* begin Data in this exercise *

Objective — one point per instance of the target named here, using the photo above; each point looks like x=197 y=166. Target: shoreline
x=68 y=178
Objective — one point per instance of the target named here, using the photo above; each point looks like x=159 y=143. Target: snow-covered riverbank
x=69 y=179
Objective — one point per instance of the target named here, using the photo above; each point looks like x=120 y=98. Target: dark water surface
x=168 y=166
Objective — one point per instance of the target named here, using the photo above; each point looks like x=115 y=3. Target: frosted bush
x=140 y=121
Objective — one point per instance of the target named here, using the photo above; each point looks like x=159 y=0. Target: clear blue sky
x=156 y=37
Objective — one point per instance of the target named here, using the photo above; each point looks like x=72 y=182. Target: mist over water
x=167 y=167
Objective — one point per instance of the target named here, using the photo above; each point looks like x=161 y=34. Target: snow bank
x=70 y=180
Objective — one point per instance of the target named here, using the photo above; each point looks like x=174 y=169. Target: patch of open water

* end Data in this exercise *

## Set problem:
Format all lines of the listing above as a numbered list, leaving out any blank lines.

## Solution to the problem:
1. Objective — one point per instance of the target named here, using the photo above; each point looks like x=197 y=166. Target: shoreline
2. x=68 y=178
3. Objective — one point per instance of the target named here, using the photo above; each point looks like x=159 y=143. Target: snow-covered riverbank
4. x=69 y=179
5. Objective — one point per instance of the target named here, using the photo above; each point looks like x=120 y=98. Target: dark water surface
6. x=168 y=166
7. Objective — one point per instance of the target named here, using the photo above; each point looks like x=115 y=3. Target: frosted bush
8. x=140 y=121
9. Objective — one point per instance of the target named here, using the photo above; each point looks like x=159 y=0. Target: clear blue sky
10. x=156 y=37
11. Objective — one point per instance of the target named here, using the photo above; each point looks like x=72 y=182. Target: mist over water
12. x=167 y=167
13. Objective — one point per instance of the target named here, using the photo above; each point looks like x=161 y=34. Target: snow bank
14. x=70 y=180
15. Objective — one point per instance of the target named here, using the photo above; each point looks like x=174 y=169. Target: patch of open water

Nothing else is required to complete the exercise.